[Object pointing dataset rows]
- - -
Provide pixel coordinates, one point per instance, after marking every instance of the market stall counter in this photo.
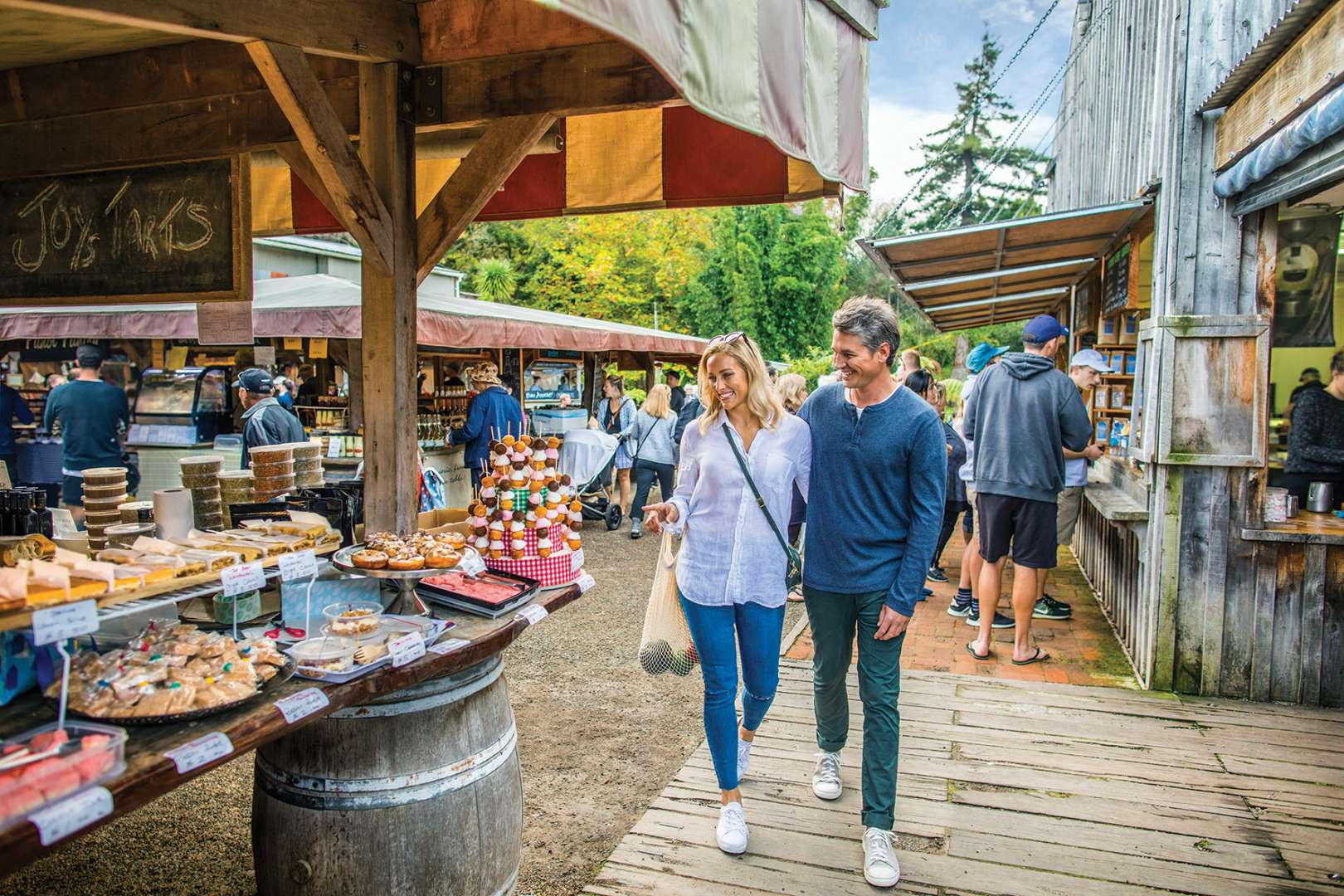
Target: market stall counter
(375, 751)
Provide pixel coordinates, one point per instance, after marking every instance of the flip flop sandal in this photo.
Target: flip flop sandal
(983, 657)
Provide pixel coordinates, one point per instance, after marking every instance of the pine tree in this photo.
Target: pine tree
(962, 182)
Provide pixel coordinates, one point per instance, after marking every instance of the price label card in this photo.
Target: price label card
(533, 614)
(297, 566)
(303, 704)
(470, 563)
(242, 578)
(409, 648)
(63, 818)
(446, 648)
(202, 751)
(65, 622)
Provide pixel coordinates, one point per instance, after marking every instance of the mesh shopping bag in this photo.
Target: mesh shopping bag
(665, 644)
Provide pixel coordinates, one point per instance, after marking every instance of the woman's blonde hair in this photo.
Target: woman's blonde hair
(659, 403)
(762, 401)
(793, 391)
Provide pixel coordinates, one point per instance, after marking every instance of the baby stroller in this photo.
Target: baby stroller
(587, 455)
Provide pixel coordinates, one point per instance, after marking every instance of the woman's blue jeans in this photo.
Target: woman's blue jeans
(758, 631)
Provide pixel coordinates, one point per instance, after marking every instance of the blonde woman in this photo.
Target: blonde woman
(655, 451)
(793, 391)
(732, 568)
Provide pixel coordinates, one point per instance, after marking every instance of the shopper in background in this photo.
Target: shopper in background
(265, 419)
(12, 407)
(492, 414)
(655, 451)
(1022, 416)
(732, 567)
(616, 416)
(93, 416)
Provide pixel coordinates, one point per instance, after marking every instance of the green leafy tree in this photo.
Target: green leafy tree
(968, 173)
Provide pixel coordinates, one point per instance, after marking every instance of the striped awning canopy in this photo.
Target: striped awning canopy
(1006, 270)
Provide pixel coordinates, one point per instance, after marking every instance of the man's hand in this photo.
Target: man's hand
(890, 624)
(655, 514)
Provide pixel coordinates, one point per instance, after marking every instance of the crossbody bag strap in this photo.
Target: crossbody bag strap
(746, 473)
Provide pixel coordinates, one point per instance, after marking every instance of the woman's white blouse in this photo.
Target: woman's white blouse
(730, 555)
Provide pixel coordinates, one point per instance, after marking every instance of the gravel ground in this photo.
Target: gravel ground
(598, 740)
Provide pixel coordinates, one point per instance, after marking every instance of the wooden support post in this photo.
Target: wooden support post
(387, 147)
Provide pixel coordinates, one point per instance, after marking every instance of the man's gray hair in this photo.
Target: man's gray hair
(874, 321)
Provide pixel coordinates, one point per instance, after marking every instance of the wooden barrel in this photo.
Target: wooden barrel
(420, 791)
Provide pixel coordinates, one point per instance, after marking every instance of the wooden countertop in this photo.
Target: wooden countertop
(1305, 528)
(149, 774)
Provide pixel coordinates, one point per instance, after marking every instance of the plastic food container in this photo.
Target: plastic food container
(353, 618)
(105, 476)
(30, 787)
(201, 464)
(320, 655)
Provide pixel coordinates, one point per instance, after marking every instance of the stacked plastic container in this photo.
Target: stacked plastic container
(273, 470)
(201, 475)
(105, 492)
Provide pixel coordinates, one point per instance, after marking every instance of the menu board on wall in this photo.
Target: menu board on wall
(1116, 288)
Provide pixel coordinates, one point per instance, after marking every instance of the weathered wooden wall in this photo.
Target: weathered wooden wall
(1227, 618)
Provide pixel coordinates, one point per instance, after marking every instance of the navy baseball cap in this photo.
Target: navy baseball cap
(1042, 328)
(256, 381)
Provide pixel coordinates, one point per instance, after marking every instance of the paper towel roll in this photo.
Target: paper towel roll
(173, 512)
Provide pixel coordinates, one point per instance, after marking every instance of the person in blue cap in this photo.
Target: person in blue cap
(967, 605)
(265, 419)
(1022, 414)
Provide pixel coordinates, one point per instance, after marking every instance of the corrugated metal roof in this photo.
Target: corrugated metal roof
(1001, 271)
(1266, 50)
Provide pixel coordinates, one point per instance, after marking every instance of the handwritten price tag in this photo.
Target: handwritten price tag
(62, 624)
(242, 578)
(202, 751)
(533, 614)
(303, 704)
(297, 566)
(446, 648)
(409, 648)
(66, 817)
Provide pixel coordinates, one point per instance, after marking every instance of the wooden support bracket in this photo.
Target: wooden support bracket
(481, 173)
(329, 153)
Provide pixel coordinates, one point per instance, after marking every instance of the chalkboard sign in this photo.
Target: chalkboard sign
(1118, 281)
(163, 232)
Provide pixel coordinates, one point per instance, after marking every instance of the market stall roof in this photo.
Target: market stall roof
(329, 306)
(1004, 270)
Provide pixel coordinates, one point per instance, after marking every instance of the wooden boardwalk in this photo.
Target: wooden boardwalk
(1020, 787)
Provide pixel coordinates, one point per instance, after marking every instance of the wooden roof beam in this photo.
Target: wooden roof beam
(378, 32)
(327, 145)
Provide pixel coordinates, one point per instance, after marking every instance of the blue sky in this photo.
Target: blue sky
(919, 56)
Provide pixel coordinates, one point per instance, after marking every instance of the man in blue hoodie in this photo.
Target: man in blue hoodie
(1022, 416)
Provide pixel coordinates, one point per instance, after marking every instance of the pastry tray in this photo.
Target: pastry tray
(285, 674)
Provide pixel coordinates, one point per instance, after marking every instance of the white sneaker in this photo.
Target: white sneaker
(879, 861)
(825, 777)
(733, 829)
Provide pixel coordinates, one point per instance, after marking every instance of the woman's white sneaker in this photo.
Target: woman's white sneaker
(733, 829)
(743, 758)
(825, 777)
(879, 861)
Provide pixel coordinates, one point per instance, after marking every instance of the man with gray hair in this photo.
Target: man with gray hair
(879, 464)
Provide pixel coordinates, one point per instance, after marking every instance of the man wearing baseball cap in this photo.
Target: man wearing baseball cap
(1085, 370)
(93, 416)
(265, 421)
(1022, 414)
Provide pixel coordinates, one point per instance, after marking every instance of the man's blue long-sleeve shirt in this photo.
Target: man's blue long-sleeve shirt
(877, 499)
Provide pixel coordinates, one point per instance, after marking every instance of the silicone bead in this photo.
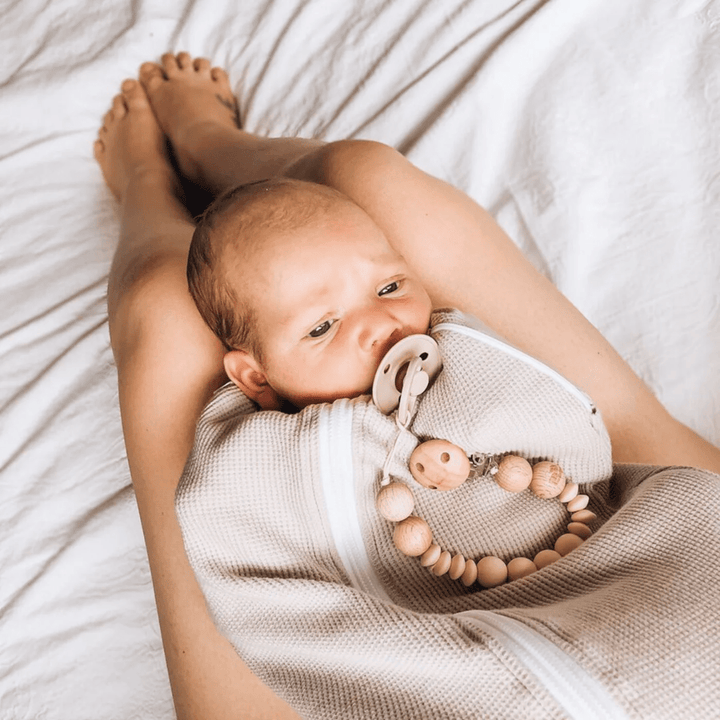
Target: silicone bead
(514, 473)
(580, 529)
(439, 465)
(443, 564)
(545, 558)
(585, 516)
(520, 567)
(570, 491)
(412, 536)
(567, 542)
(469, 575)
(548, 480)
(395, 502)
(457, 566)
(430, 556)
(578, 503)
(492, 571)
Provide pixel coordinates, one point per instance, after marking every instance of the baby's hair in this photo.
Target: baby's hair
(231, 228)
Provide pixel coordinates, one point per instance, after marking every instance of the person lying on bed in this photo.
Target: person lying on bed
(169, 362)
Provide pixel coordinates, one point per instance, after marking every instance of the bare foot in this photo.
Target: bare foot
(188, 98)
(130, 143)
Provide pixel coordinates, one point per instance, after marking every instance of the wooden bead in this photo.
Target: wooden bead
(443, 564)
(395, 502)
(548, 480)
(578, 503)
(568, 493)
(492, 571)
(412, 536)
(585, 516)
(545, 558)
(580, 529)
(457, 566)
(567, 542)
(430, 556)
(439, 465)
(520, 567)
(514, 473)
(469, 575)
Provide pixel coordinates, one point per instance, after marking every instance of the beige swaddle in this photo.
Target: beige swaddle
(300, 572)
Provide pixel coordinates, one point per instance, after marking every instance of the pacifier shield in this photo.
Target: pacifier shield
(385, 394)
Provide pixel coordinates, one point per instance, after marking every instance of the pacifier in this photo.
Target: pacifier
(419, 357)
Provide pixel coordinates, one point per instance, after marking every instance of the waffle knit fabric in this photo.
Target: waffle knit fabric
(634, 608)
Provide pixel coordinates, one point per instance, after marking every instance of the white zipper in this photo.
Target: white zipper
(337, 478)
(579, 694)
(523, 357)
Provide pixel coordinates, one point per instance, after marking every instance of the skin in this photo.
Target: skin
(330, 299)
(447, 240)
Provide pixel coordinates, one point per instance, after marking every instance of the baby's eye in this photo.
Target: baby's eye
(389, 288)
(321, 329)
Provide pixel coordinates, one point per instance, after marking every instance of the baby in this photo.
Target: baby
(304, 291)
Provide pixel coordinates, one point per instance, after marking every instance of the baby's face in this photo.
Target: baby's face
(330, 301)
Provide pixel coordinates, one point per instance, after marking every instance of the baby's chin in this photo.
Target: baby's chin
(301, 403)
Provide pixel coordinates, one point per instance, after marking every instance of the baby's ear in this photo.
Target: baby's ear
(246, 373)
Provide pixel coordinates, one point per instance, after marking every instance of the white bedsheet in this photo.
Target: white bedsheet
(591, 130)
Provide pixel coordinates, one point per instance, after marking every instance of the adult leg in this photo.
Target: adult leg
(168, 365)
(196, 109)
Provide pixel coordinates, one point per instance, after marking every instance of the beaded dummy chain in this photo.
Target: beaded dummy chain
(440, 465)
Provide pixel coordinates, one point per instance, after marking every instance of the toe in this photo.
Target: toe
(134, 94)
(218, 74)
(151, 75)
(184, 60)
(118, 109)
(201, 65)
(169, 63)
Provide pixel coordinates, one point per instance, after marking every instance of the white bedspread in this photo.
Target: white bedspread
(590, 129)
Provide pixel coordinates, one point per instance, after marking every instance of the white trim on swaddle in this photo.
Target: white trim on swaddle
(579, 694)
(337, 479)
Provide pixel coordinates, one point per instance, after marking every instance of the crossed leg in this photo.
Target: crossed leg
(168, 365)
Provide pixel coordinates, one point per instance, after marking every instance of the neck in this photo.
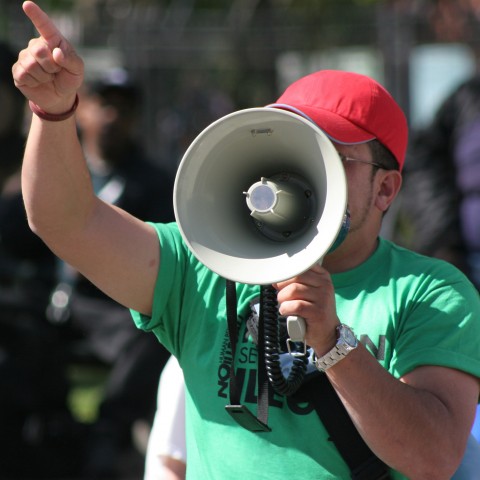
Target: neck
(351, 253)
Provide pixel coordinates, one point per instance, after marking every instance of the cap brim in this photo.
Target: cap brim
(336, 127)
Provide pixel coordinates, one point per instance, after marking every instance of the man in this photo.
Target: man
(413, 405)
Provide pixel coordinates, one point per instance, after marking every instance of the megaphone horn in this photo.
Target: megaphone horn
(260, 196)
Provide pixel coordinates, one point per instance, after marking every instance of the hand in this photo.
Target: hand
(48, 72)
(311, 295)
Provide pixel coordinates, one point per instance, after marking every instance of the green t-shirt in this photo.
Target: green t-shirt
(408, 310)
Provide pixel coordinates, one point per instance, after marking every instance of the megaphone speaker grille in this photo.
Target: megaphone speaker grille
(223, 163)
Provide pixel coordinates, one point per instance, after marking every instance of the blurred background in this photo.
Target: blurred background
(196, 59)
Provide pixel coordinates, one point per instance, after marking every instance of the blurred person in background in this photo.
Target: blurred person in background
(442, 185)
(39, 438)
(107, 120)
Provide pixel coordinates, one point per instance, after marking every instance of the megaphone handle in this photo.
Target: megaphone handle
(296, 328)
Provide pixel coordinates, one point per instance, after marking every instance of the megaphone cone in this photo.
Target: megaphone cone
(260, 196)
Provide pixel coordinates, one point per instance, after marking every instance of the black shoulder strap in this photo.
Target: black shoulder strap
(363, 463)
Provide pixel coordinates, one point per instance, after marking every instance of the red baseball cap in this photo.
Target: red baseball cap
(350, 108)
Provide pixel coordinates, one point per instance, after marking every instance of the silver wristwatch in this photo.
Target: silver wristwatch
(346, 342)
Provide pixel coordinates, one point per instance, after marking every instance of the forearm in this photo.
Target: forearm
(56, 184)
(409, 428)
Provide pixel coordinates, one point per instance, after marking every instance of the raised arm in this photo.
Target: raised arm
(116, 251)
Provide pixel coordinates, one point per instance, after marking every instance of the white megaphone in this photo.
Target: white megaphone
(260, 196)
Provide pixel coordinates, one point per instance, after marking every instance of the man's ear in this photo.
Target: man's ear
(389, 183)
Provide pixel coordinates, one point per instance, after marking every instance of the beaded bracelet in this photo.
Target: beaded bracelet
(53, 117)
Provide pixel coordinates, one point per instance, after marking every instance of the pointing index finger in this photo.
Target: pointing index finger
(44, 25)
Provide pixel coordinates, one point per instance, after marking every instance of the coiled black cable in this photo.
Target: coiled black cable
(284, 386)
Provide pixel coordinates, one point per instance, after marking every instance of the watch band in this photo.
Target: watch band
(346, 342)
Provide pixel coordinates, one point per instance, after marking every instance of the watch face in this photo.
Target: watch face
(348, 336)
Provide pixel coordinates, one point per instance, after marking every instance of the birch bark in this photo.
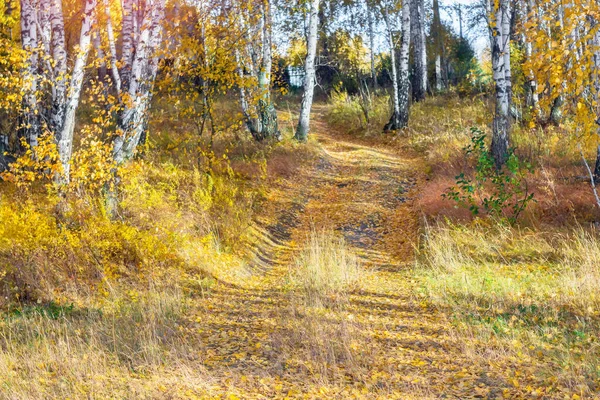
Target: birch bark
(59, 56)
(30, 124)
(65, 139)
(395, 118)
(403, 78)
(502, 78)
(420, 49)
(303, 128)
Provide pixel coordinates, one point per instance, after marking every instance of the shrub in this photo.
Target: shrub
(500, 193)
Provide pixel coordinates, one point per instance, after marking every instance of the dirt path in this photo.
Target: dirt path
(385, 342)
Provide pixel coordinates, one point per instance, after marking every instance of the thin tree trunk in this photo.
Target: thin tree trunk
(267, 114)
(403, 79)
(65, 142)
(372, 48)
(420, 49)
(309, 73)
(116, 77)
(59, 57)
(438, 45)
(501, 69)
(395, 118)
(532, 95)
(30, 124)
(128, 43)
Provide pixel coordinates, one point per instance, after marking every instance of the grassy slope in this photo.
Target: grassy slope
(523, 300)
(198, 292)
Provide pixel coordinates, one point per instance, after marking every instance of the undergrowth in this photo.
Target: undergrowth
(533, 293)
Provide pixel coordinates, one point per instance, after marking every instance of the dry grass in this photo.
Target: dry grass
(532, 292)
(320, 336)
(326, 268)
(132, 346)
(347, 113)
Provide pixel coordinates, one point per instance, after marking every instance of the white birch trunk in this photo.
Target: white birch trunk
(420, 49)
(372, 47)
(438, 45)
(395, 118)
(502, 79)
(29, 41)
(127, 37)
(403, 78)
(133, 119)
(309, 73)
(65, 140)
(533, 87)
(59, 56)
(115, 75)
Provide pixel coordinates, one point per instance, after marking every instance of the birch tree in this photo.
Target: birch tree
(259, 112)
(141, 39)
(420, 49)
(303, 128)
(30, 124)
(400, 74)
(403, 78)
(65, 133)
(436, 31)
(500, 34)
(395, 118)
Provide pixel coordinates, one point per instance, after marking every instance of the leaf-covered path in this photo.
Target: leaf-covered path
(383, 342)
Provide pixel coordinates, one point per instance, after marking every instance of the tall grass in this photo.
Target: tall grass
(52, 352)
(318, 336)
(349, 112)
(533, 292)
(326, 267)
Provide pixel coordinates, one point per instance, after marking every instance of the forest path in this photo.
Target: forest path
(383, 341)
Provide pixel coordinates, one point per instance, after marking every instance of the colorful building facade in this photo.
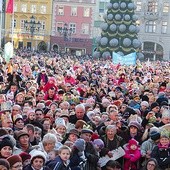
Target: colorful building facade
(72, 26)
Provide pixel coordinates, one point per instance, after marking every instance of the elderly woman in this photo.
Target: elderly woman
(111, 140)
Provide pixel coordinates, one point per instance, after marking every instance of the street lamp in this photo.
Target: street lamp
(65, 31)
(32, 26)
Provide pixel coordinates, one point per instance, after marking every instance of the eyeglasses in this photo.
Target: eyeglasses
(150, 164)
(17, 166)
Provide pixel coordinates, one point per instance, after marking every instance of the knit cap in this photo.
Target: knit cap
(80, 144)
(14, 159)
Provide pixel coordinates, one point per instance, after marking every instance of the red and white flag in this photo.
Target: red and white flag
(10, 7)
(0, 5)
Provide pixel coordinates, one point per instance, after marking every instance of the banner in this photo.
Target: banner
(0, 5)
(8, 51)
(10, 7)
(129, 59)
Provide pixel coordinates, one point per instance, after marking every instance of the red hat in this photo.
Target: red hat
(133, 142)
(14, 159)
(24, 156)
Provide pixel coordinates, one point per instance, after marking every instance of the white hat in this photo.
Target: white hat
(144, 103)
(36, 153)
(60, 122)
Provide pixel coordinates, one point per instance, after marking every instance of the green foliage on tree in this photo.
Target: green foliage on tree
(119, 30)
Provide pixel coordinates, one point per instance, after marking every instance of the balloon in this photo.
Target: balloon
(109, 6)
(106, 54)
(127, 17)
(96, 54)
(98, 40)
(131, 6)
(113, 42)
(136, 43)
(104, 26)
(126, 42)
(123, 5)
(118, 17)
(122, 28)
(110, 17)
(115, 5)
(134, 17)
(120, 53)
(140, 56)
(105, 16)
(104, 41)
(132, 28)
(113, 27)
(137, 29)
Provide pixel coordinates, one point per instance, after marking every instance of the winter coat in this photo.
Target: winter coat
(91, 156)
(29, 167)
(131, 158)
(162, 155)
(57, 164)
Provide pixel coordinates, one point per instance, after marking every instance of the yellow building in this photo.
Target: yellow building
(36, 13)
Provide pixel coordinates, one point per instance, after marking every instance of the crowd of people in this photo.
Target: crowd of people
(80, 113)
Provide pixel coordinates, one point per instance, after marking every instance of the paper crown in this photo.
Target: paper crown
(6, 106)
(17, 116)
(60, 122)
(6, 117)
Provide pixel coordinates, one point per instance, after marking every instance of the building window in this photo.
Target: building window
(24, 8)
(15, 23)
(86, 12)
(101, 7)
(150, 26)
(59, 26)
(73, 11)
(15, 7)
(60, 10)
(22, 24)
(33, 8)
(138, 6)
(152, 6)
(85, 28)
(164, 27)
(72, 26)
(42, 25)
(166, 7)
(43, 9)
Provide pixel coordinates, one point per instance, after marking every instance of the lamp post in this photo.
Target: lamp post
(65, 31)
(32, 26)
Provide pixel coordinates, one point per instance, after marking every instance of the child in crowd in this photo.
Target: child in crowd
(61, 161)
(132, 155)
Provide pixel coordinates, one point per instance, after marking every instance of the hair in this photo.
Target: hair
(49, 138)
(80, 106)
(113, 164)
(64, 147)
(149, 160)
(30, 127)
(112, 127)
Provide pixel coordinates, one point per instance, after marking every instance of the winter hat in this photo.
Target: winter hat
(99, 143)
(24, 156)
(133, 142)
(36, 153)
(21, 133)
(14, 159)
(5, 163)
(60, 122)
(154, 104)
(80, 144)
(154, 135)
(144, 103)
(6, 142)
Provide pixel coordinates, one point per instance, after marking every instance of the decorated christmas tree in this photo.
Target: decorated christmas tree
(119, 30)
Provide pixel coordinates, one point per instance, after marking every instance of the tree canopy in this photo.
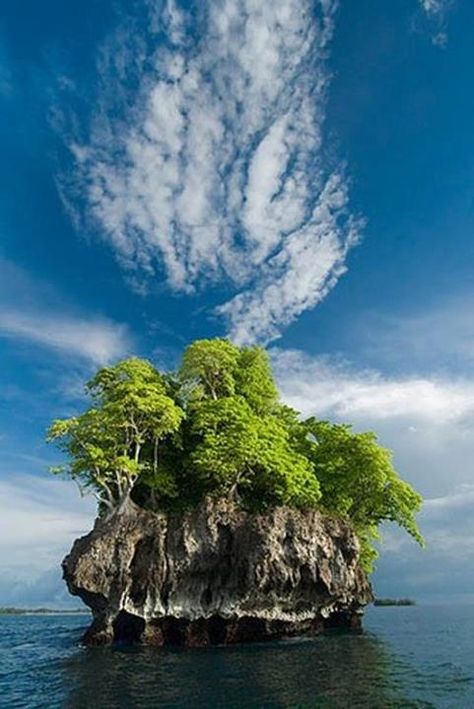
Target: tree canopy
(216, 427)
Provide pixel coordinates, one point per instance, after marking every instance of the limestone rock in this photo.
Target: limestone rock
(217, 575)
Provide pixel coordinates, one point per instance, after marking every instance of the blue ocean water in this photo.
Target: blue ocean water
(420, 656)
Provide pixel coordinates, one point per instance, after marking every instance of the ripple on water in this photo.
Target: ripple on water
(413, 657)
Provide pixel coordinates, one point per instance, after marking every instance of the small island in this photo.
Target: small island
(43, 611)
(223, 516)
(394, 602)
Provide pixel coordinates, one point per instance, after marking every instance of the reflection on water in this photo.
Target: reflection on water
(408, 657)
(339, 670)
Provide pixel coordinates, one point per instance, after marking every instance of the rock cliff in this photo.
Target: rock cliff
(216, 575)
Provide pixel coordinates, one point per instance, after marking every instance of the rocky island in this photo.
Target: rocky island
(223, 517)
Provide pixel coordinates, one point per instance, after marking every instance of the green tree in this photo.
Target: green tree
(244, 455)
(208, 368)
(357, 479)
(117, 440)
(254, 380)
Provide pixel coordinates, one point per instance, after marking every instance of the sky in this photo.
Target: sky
- - -
### The problem
From the line containing "the hair in this photo." down to the last line of the entries above, copy each line exactly and nothing more. Leave pictures out.

### Result
Provide pixel coordinates, one point per instance, after marking every instance of the hair in this photo.
Target: hair
(49, 138)
(80, 106)
(113, 164)
(64, 147)
(149, 160)
(30, 127)
(112, 127)
Provide pixel coordinates, one point per instance, after marking every instance of the winter hat in this photo.
Target: winter hat
(99, 143)
(24, 156)
(133, 142)
(36, 153)
(21, 133)
(14, 159)
(5, 163)
(60, 122)
(154, 104)
(80, 144)
(154, 135)
(144, 103)
(6, 142)
Provide pixel coordinates, one point per instance, after marking every instance of the decorated christmas tree in this photo.
Target: decorated christmas tree
(119, 30)
Provide pixel coordinates, one point per instance, after marking every instance of the tree canopy in this photo.
Target: tree canopy
(216, 427)
Provide pixel coordinates, one point per instance, after marking every instance of the limestone rock in this photo.
Target: limestone rock
(217, 575)
Provide pixel coordinates, one point per instance, after marking every instance of the blue ocean water in this photo.
Target: blue ocean water
(420, 656)
Provide pixel coordinates, one point per instance, after marking every instance of the ripple on water in this photo.
Target: ripple on water
(413, 657)
Provide pixel coordinates, one point per instance, after marking every instance of the small island in this photo.
Target: small island
(43, 611)
(223, 516)
(394, 602)
Provide pixel coordinates, one point per instance, after marking every instance of the reflection on water in this photo.
Target: reflection on water
(408, 657)
(339, 670)
Provide pixel coordinates, one point per instance, after marking every instance of the rock cliff in this photo.
Target: rock cliff
(216, 575)
Provide pixel coordinates, one point per instance, after marking every instance of the rocky island in this photo.
Target: rocky island
(223, 517)
Provide pixel coordinates, one point per instance, after marking every instance of the green tree in this photo.
Target: green tree
(244, 455)
(208, 368)
(357, 479)
(117, 440)
(254, 380)
Provide pixel coordinates, one point per instance, after marking every instance of the sky in this photo.
Target: sky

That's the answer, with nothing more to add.